> **Task directions**
Of the material below, the lines to be retyped are those from the line containing "Query: pitch side line" through the line containing "Query: white soccer ball", inclusive; reproduce them exactly.

> **Data**
☆ ☆ ☆ ☆

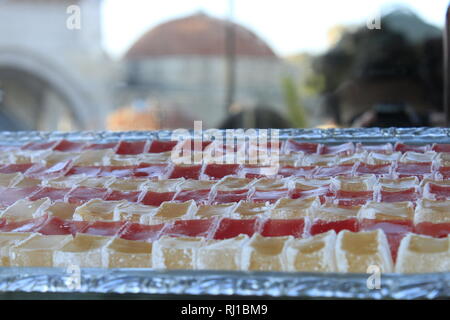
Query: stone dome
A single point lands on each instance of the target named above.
(198, 34)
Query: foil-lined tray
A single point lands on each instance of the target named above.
(231, 283)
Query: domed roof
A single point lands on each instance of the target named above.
(198, 34)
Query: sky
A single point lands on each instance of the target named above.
(288, 26)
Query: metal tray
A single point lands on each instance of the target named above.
(213, 283)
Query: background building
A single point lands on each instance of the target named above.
(52, 77)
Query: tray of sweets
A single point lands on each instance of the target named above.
(342, 213)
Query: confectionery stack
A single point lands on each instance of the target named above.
(150, 204)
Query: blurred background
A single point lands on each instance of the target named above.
(147, 64)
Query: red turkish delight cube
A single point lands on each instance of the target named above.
(218, 171)
(80, 195)
(191, 228)
(321, 226)
(141, 232)
(269, 195)
(395, 231)
(353, 198)
(418, 169)
(230, 228)
(199, 196)
(283, 227)
(131, 196)
(342, 149)
(290, 171)
(340, 170)
(230, 196)
(66, 145)
(148, 170)
(42, 172)
(10, 195)
(104, 228)
(58, 226)
(101, 146)
(376, 169)
(437, 230)
(397, 196)
(256, 172)
(407, 147)
(131, 147)
(156, 198)
(441, 147)
(296, 146)
(378, 148)
(116, 171)
(158, 146)
(34, 146)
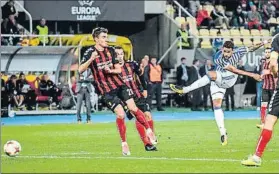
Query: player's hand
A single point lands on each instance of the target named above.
(107, 69)
(273, 66)
(94, 55)
(257, 77)
(265, 72)
(144, 93)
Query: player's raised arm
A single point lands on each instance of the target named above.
(258, 45)
(88, 57)
(241, 72)
(116, 67)
(273, 65)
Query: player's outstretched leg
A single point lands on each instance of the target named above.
(147, 143)
(120, 123)
(219, 115)
(264, 138)
(197, 84)
(263, 114)
(141, 119)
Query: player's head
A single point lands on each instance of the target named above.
(146, 57)
(208, 62)
(267, 52)
(183, 60)
(100, 35)
(228, 49)
(119, 54)
(196, 62)
(21, 76)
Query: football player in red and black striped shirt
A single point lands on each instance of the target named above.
(130, 75)
(273, 110)
(101, 59)
(269, 84)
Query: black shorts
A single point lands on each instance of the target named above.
(142, 104)
(117, 96)
(266, 95)
(273, 108)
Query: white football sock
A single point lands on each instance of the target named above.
(219, 118)
(197, 84)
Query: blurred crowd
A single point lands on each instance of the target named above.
(10, 26)
(21, 93)
(251, 14)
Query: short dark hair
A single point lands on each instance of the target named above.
(13, 76)
(182, 58)
(97, 31)
(195, 61)
(228, 44)
(118, 48)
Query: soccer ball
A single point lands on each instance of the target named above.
(12, 148)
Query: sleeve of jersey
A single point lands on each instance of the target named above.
(136, 67)
(275, 44)
(113, 55)
(86, 56)
(241, 51)
(215, 58)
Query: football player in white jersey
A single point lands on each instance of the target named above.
(223, 77)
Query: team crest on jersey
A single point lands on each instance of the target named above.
(108, 54)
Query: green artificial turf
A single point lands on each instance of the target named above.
(184, 146)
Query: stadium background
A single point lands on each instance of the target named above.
(137, 26)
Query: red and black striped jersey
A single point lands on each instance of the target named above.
(268, 81)
(104, 81)
(129, 74)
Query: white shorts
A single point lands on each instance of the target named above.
(223, 81)
(216, 92)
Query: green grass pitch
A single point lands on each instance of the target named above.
(184, 146)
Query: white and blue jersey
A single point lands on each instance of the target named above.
(225, 79)
(221, 63)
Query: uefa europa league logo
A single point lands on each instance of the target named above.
(85, 2)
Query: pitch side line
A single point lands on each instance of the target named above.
(134, 158)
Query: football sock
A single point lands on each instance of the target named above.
(121, 128)
(151, 124)
(262, 142)
(263, 113)
(219, 118)
(197, 84)
(142, 134)
(141, 118)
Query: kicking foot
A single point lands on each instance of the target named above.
(125, 149)
(150, 147)
(151, 136)
(260, 126)
(177, 89)
(252, 161)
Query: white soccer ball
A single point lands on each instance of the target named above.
(12, 148)
(11, 113)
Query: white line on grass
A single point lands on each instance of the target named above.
(134, 158)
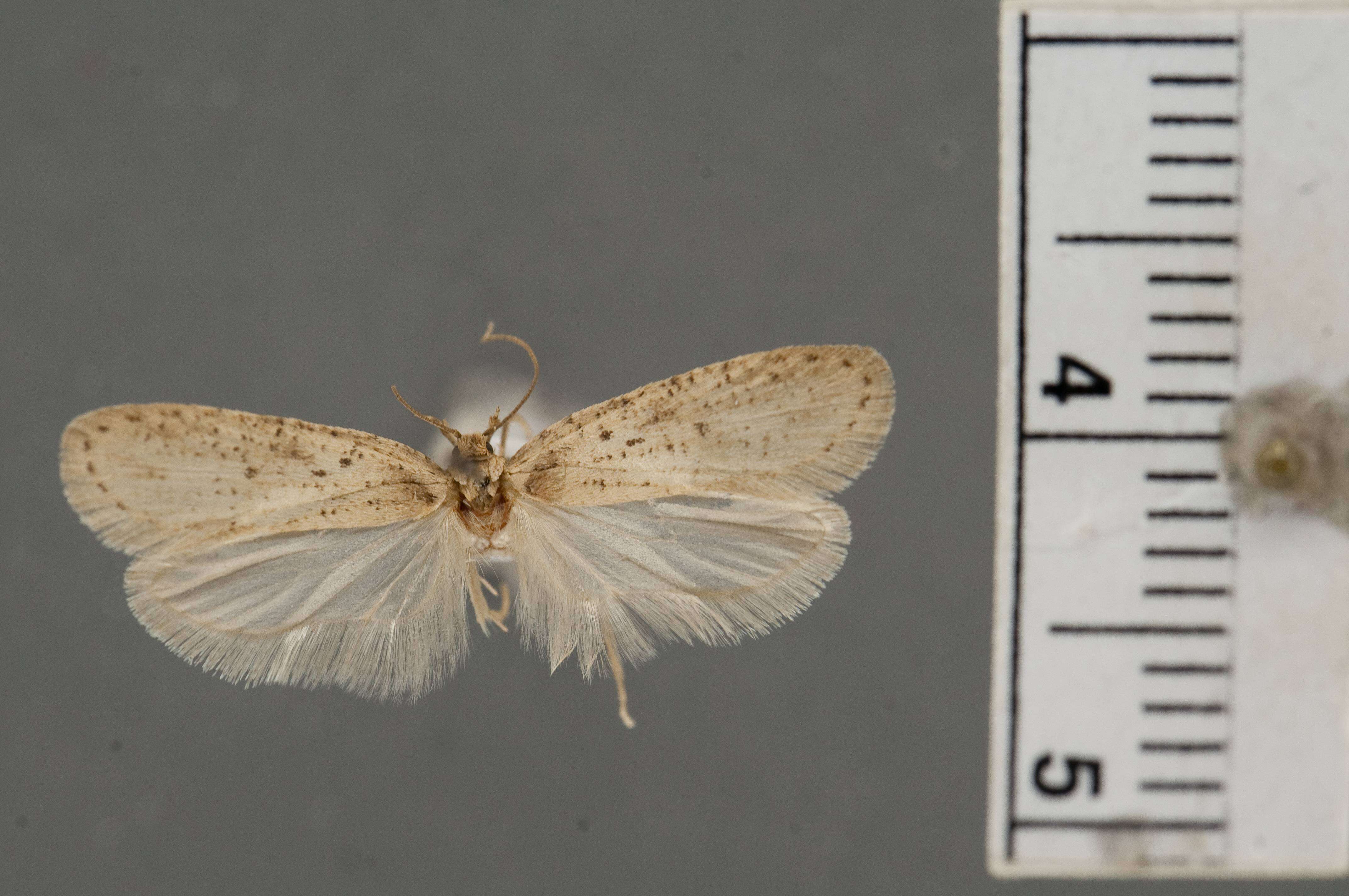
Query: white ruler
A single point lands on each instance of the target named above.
(1170, 678)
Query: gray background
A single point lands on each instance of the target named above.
(285, 208)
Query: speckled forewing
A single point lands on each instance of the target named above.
(146, 474)
(791, 423)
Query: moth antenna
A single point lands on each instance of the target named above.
(490, 337)
(435, 422)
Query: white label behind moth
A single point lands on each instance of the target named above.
(270, 550)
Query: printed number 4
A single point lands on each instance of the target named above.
(1077, 378)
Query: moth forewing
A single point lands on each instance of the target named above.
(792, 423)
(276, 550)
(143, 474)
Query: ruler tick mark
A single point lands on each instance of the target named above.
(1192, 319)
(1200, 199)
(1209, 280)
(1188, 552)
(1182, 475)
(1161, 40)
(1165, 358)
(1209, 786)
(1162, 239)
(1204, 709)
(1195, 119)
(1147, 629)
(1182, 747)
(1192, 397)
(1192, 160)
(1186, 591)
(1186, 669)
(1124, 824)
(1188, 513)
(1193, 80)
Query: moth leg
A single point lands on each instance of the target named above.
(500, 614)
(616, 663)
(479, 601)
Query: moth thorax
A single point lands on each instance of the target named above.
(1279, 463)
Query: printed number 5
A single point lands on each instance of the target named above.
(1069, 783)
(1086, 382)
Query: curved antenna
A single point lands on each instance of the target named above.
(435, 422)
(494, 424)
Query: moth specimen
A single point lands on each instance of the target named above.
(1287, 449)
(272, 550)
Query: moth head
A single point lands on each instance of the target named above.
(1279, 449)
(474, 465)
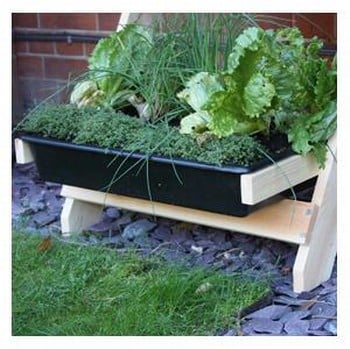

☆ ☆ ☆ ☆

> **Expected answer**
Query: pitch side line
A single point lands on each instance of the target named above.
(134, 158)
Query: football sock
A single point lands on each instance of the target named above.
(121, 128)
(151, 124)
(262, 142)
(263, 113)
(219, 118)
(197, 84)
(142, 134)
(141, 118)
Query: kicking foot
A single point lands on each instance of the target named above.
(125, 149)
(150, 147)
(151, 136)
(260, 126)
(177, 89)
(252, 161)
Query: white soccer ball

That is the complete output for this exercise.